- [DATOS DE ENTRADA]:

::::::::::

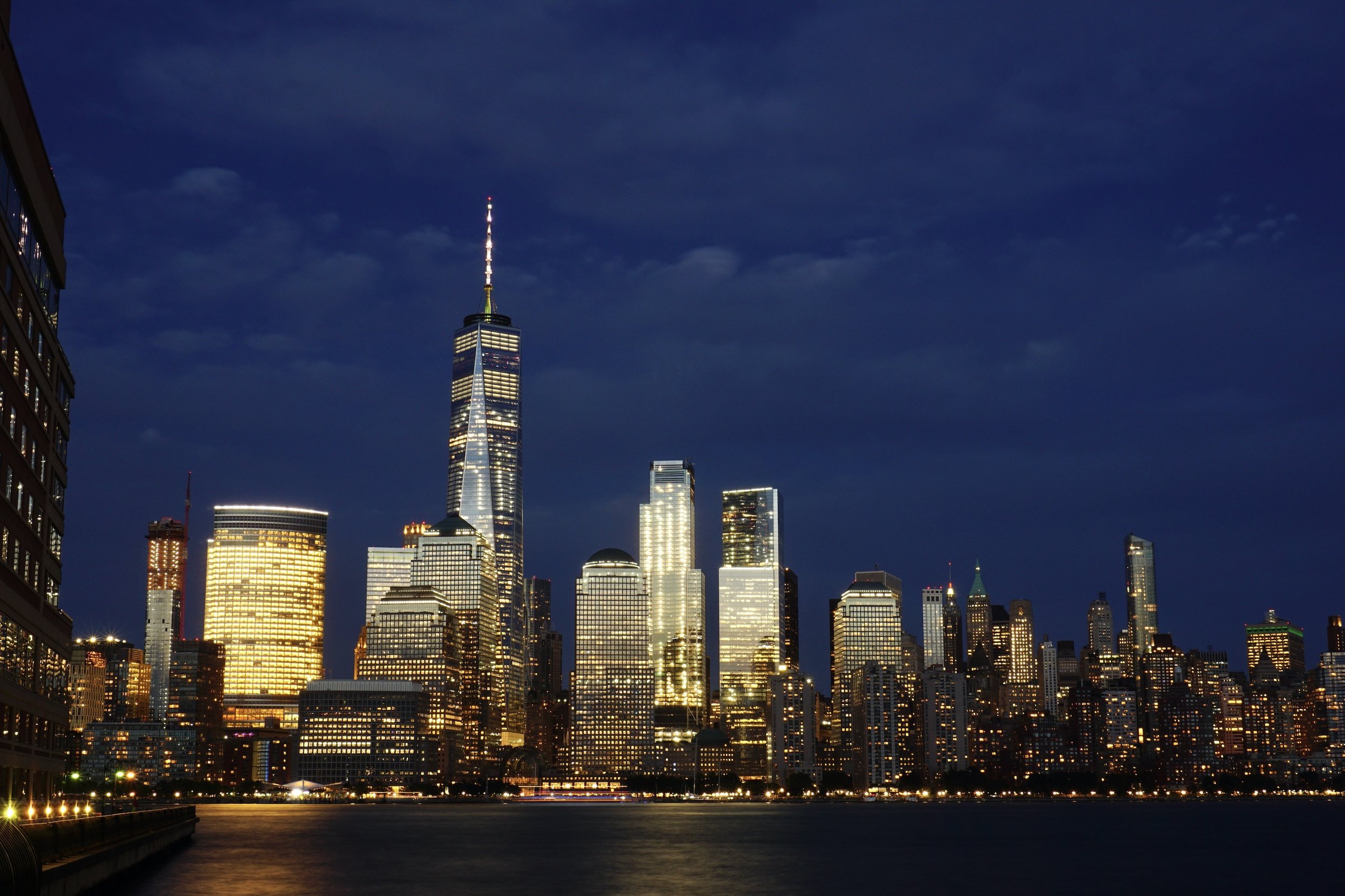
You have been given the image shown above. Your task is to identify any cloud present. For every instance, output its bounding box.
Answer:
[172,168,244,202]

::::::::::

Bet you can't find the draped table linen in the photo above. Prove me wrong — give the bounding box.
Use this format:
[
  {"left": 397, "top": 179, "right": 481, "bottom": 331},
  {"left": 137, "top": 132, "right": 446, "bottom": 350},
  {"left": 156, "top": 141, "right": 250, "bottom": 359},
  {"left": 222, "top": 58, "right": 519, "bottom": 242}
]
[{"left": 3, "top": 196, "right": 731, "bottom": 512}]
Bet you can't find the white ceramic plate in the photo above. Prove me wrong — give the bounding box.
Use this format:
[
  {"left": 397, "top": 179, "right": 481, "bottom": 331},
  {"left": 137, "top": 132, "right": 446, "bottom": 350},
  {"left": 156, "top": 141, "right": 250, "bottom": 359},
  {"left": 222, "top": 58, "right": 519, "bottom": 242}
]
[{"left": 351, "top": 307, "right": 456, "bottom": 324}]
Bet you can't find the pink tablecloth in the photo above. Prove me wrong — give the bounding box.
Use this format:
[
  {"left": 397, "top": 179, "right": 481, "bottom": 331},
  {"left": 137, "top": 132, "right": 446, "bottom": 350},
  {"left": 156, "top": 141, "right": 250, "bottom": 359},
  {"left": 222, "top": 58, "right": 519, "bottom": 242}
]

::::::::::

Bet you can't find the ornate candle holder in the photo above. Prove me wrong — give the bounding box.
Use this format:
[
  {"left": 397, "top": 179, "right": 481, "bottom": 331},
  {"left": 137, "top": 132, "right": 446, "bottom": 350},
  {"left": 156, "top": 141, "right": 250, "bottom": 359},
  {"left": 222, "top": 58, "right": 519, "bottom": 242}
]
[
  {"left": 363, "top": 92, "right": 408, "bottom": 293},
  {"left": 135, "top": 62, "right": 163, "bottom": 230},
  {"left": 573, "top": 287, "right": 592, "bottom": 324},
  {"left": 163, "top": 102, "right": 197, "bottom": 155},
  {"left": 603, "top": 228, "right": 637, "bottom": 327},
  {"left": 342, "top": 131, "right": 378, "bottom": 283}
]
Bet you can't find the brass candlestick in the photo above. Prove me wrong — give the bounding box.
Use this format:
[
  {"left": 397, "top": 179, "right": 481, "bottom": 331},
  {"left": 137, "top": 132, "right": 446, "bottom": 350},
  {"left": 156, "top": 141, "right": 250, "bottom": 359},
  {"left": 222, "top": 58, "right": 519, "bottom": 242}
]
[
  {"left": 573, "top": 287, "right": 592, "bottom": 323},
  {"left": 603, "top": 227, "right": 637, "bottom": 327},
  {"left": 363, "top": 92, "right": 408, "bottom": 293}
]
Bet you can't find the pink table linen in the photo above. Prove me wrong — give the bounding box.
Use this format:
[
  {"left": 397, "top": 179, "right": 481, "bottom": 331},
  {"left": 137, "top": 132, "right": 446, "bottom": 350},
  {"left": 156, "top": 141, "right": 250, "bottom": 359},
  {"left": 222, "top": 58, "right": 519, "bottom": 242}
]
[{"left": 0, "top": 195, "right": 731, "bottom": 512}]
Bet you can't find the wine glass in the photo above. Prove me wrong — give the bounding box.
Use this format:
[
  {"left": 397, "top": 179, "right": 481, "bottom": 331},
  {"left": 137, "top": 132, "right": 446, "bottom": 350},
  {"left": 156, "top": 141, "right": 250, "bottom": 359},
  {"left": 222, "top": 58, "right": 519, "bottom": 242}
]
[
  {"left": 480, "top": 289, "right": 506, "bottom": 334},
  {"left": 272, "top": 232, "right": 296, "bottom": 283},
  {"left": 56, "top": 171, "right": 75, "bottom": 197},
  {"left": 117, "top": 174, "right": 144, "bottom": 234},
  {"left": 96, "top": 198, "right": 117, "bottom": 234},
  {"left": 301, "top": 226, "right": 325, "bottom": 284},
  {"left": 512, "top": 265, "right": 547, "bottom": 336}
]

::::::::::

- [ENUNCIADO]:
Reescribe el tramo que empieza en la línea que contiene "You have been" y sigue hasta la línea que contiene "[172,168,244,202]", ambas incluidas. Sustituye "cloud" por "airplane" y deja todo lo demás intacto.

- [RESULTADO]:
You have been given the image shown above. Your task is to identify any airplane present. For every instance, output its bounding box.
Answer:
[172,168,244,202]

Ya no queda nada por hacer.